Your objective:
Check each line of the records below for the string "pipe", then state how many lines contain it, with no other output.

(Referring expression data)
+-------+
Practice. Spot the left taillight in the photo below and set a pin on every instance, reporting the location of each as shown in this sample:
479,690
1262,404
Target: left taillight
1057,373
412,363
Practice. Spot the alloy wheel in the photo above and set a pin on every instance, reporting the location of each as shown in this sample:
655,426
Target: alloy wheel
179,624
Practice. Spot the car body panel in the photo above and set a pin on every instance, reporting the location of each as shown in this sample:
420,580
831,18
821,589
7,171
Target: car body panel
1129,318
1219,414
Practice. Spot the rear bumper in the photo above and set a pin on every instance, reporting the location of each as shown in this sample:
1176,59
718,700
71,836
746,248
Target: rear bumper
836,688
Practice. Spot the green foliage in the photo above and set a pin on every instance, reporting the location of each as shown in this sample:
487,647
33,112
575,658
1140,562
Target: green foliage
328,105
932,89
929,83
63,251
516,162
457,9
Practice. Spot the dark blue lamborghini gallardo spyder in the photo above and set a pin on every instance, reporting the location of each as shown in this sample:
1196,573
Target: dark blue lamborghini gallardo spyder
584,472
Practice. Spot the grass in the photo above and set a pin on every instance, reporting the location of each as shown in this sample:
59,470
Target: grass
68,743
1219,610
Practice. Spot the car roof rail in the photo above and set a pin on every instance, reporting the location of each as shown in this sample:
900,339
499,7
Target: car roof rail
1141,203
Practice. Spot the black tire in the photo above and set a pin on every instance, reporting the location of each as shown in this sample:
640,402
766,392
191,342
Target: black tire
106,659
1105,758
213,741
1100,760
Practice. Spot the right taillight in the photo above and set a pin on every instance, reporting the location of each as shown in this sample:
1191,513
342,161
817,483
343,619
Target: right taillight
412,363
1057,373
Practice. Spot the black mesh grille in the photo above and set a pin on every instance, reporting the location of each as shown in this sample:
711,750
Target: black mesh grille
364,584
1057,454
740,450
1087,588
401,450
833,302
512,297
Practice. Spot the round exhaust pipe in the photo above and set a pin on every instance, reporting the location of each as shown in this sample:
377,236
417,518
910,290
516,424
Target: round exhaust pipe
+-------+
Response area:
2